= What you need to do =
"white" is the word to look for; copy each line of the listing where it occurs.

= Listed entries =

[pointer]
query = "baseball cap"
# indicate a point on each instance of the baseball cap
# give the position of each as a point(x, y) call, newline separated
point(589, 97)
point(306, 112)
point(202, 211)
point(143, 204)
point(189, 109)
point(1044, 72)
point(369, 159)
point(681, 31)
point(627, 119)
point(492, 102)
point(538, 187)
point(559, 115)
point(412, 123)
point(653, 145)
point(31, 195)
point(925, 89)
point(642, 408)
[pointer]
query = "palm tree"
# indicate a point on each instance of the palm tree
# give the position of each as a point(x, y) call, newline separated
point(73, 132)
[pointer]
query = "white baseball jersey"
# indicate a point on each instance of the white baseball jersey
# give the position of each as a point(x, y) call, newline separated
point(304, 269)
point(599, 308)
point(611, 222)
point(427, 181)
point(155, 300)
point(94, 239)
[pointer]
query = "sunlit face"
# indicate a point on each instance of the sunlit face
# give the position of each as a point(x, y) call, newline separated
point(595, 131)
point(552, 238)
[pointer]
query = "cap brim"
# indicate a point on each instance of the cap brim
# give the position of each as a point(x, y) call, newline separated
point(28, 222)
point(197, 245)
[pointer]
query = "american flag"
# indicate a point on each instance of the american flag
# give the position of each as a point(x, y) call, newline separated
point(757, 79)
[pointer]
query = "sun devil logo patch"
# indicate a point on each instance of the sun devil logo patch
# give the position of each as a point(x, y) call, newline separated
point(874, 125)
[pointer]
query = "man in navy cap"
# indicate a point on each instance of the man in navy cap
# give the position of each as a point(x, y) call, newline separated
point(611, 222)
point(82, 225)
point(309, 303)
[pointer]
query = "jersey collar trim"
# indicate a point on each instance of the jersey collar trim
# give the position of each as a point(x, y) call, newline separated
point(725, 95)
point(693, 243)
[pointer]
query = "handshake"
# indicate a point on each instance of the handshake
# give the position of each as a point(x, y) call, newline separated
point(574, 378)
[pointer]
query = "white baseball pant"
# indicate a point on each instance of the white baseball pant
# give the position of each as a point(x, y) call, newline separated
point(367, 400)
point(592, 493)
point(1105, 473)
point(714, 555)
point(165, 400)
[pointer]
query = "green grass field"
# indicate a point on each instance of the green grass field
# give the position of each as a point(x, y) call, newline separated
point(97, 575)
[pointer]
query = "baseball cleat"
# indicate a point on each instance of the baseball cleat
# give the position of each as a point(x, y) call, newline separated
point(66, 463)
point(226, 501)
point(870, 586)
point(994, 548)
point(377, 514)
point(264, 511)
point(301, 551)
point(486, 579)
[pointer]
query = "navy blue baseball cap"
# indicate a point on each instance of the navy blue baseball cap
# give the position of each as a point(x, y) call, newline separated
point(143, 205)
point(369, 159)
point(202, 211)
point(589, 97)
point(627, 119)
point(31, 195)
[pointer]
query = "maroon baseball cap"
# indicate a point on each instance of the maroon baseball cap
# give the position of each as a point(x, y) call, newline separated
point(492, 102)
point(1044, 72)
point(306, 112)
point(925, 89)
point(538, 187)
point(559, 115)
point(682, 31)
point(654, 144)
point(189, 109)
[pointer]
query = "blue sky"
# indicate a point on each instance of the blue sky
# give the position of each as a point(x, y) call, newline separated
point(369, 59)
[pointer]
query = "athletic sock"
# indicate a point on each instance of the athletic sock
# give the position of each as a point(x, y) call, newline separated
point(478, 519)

= Task answer =
query = "white baseball jersey"
# indicate a point on each instance of the white baseball jersey
query = "white baseball pant"
# indicate a point on each instance of the white baseball pant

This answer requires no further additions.